The records.
------------------------------------------------------------------------
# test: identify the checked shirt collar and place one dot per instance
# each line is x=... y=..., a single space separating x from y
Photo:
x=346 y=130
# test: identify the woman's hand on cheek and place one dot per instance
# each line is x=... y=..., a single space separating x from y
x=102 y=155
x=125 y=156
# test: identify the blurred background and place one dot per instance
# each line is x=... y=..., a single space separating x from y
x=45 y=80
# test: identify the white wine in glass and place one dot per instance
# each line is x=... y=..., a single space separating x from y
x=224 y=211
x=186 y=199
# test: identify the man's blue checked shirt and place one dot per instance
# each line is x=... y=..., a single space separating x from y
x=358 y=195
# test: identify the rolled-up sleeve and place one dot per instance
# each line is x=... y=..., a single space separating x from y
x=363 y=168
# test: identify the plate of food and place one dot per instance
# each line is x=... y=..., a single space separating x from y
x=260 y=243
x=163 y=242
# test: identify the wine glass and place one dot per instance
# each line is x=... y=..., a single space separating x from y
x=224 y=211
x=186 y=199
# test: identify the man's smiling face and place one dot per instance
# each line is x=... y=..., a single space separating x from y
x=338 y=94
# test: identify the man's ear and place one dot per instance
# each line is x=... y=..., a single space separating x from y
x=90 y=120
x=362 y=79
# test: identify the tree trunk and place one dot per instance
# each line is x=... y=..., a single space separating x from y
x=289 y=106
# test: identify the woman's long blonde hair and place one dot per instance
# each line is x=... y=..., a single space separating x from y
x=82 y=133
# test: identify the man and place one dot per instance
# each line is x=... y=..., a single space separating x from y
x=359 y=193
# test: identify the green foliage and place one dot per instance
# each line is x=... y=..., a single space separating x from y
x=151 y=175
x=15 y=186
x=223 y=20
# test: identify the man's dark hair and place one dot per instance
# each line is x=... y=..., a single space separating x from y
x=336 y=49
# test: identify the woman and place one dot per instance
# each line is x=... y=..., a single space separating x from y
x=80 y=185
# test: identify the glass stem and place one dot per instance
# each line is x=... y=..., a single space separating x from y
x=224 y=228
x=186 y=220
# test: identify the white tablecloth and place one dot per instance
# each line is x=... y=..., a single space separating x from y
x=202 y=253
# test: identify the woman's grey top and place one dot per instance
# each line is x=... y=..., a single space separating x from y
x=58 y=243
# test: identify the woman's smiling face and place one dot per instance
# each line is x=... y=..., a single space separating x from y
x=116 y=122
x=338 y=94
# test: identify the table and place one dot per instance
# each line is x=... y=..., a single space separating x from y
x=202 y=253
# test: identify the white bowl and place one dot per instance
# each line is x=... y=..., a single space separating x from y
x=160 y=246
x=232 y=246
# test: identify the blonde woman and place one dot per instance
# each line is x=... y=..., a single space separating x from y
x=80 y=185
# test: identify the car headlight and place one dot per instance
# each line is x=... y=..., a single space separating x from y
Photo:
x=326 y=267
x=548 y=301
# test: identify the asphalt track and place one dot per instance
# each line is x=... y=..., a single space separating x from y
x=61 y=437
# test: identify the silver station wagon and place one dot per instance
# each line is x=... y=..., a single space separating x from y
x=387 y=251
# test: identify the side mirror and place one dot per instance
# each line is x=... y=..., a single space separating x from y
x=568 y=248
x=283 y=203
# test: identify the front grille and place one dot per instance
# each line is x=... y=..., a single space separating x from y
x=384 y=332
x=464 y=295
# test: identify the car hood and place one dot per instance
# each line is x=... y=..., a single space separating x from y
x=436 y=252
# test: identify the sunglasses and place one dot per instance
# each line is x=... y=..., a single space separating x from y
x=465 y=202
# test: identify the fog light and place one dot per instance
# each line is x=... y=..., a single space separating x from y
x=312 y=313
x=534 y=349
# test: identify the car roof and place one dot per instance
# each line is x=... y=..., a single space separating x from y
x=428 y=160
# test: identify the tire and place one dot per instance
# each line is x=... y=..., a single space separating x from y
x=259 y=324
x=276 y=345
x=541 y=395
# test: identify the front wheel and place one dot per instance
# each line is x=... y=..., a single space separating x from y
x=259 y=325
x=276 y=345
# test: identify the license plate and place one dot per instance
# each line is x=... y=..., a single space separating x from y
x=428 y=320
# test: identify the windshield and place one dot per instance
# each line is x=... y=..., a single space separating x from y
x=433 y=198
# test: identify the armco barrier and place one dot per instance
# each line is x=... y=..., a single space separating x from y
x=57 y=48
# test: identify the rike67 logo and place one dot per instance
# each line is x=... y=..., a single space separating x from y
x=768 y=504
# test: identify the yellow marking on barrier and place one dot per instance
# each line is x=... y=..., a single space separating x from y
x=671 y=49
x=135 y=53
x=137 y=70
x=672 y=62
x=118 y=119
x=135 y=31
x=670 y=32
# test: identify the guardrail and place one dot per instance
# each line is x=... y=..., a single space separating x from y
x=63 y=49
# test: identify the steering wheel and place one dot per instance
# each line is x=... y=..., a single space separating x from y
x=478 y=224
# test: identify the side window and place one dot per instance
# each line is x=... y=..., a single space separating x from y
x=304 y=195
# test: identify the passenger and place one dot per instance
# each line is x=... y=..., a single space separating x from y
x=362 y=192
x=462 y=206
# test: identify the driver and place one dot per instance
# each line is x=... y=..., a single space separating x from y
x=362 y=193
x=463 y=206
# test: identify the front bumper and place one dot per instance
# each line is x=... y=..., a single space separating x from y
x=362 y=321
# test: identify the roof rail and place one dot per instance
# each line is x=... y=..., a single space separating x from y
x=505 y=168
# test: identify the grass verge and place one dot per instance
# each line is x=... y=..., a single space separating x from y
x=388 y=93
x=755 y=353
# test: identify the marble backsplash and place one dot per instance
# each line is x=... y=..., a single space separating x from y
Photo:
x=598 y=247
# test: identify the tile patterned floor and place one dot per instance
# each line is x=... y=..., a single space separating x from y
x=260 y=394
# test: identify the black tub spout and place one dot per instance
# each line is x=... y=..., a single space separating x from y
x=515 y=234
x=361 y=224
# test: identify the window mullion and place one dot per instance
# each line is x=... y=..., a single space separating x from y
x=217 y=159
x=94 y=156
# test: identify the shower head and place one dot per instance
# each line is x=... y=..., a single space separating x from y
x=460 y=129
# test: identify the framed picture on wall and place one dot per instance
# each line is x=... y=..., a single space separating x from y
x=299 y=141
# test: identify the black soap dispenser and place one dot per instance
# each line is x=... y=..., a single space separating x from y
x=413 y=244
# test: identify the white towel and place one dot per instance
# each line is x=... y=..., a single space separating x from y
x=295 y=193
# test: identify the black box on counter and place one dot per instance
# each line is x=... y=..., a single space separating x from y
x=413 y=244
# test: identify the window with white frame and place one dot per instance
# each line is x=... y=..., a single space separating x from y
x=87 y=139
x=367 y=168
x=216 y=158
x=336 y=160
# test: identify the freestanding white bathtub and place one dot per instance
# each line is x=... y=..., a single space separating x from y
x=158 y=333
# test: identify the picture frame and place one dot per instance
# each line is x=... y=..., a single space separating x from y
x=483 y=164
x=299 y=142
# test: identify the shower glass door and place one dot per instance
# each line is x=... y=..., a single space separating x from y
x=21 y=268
------------------------------------------------------------------------
Short task.
Rescale the lines between the one holding "# test: identify the passenger" and the one holding "x=755 y=353", inclusive: repeat every line, requests included, multiplying each x and y coordinate in the answers by 1.25 and rounding to whole numbers, with halves rounded up.

Result below.
# test: identify the passenger and place one dot per instance
# each line is x=... y=..., a single space separating x from y
x=453 y=240
x=578 y=258
# test: identify the driver and place one dot per instance
# each line is x=... y=..., a single space separating x from y
x=453 y=241
x=579 y=258
# test: identify the front bumper and place one dot per instance
# each line is x=... y=..., a single space separating x from y
x=453 y=401
# test: identify the roof rail and place one dot per instance
# each line is x=... y=..., a single space separating x from y
x=631 y=210
# test: identify the grass verge and place one dot per instance
# each line is x=... y=..., a single space separating x from y
x=485 y=116
x=944 y=441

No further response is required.